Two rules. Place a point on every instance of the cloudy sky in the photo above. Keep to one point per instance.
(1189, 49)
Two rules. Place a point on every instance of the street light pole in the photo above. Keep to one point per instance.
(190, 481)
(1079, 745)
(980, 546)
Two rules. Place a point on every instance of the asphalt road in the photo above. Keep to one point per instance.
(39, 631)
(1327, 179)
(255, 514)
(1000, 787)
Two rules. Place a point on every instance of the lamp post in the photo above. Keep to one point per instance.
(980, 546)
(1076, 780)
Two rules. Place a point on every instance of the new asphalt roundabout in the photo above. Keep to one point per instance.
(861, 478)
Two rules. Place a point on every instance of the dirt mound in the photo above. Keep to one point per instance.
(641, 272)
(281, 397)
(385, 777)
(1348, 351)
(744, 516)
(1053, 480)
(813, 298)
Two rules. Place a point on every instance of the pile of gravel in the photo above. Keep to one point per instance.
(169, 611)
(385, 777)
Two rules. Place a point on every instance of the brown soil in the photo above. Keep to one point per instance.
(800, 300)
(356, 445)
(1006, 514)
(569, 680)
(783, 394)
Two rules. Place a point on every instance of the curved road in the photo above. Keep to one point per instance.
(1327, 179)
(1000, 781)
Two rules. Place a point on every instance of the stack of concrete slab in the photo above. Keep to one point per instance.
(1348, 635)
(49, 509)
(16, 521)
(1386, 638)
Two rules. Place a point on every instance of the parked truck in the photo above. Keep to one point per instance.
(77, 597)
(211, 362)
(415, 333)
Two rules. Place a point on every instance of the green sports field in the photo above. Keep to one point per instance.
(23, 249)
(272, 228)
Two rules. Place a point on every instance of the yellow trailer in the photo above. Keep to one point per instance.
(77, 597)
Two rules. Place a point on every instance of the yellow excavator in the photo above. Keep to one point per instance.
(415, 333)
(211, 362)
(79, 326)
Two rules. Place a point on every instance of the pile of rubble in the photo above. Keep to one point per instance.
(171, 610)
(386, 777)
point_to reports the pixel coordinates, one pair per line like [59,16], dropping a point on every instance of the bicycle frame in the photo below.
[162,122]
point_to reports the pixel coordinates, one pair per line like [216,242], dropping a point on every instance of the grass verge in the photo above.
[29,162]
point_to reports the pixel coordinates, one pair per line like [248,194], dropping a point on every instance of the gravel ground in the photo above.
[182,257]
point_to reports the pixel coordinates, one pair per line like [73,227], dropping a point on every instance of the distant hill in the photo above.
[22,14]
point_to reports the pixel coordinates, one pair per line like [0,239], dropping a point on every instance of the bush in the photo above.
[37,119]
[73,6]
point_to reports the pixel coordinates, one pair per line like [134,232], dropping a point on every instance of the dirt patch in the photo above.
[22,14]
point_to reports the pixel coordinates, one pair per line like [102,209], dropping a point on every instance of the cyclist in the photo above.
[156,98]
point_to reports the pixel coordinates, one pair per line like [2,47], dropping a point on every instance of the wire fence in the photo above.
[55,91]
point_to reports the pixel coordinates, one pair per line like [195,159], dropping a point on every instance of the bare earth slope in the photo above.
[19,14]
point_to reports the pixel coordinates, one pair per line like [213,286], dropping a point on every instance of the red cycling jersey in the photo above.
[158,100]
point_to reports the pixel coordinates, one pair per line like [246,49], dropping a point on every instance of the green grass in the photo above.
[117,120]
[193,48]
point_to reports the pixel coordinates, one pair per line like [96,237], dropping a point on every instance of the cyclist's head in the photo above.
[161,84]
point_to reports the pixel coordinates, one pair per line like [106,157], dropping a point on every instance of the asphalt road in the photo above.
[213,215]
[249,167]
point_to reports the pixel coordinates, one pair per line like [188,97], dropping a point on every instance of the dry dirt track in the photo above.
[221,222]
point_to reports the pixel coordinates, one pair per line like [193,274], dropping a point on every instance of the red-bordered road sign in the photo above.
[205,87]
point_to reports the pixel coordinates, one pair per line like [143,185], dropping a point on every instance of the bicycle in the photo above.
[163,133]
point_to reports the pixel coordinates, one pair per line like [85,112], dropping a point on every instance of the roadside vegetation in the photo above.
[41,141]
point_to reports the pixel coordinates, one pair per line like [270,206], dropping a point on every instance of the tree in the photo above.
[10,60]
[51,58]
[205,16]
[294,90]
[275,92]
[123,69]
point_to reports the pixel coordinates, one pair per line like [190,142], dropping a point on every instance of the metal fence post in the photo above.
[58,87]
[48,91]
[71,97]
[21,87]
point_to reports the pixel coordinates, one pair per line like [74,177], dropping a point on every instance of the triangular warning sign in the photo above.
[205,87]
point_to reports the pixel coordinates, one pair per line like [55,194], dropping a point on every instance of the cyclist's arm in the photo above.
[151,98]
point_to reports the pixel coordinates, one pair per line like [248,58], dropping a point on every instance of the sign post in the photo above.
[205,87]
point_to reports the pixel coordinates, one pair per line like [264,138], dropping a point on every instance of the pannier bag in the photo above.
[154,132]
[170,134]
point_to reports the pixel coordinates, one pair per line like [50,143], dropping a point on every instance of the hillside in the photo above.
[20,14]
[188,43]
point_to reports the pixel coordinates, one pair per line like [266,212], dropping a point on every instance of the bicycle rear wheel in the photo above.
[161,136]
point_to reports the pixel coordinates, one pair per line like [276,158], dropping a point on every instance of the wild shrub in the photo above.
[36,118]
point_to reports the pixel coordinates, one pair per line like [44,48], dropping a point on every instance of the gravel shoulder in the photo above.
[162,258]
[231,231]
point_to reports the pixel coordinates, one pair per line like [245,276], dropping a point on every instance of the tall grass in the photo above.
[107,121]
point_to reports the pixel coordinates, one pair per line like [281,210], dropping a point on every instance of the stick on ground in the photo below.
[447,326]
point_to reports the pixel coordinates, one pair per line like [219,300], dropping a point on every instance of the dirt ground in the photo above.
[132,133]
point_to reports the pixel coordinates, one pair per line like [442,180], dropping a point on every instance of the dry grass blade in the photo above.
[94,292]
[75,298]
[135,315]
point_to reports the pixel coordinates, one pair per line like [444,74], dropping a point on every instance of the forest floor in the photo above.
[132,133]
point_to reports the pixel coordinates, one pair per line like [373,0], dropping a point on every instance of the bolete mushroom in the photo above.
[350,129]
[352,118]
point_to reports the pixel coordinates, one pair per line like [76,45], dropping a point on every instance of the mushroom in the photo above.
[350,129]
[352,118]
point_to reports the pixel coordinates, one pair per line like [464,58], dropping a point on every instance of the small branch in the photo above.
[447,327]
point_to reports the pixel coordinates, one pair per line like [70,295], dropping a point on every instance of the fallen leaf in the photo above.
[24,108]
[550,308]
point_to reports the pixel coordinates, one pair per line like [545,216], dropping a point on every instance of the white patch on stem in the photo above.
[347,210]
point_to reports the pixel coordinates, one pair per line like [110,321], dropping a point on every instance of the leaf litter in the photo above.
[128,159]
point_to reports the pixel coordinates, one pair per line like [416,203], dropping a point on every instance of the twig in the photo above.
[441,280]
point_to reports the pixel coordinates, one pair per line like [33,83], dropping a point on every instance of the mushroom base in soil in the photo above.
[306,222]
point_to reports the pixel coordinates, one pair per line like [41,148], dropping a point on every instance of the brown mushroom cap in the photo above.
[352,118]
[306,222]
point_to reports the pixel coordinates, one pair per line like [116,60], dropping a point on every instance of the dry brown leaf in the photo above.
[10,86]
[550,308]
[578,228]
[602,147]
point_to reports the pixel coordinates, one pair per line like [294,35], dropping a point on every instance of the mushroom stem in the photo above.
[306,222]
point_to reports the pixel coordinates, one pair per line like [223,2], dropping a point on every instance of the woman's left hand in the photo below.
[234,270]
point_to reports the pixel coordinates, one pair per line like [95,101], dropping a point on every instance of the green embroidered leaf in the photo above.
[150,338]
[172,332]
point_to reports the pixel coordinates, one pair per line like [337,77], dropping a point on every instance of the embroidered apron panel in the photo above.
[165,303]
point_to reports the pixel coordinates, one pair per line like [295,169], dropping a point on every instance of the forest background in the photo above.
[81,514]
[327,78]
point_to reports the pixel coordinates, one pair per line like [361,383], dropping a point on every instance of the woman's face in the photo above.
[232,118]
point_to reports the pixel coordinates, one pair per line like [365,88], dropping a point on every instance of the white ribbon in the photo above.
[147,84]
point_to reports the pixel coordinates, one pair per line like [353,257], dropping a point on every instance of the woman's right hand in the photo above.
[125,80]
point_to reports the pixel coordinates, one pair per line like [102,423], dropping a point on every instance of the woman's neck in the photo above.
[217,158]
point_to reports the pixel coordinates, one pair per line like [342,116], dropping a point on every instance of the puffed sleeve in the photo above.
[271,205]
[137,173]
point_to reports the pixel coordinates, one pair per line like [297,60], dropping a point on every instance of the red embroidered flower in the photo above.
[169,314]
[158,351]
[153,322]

• • • •

- Work to complete:
Only the lines from the one containing "hand in the photo below." through the final line of the material should be printed, each word for word. Both of those lines count.

- Answer box:
point_to reports the pixel coordinates, one pair per line like [223,2], dropping a point on every instance of the woman's left hand in the photo below.
[234,270]
point_to reports the pixel coordinates, one pair per line like [95,101], dropping a point on every instance of the green embroidered leaf in the photo above.
[150,338]
[172,332]
point_to reports the pixel coordinates, one pair per line like [337,77], dropping a point on every instance of the embroidered apron panel in the photo above.
[165,303]
point_to reports the pixel coordinates, one pair per line like [295,169], dropping a point on every instance of the forest background in the photo above.
[81,514]
[327,78]
point_to reports the pixel coordinates, one pair per line like [361,383], dropping a point on every instance of the woman's face in the photo above.
[232,118]
point_to reports the pixel coordinates, one pair per line like [365,88], dropping a point on every instance of the white ribbon in the photo above.
[147,84]
point_to reports the pixel coordinates, one pair per line like [353,257], dropping a point on every instance of the woman's right hand in the photo above.
[125,80]
point_to reports the pixel coordinates, one pair per line like [102,423], dropping a point on every instance of the woman's neck in the photo above.
[217,158]
point_to reports the pixel coordinates, one pair per line like [342,116], dropping a point on every instance of the puffed sleeve in the photo above.
[271,205]
[137,173]
point_to reports the pixel coordinates, one pair per line like [297,60], dropping a point on every instance of the red embroidered flower in the photo above.
[169,314]
[158,351]
[153,322]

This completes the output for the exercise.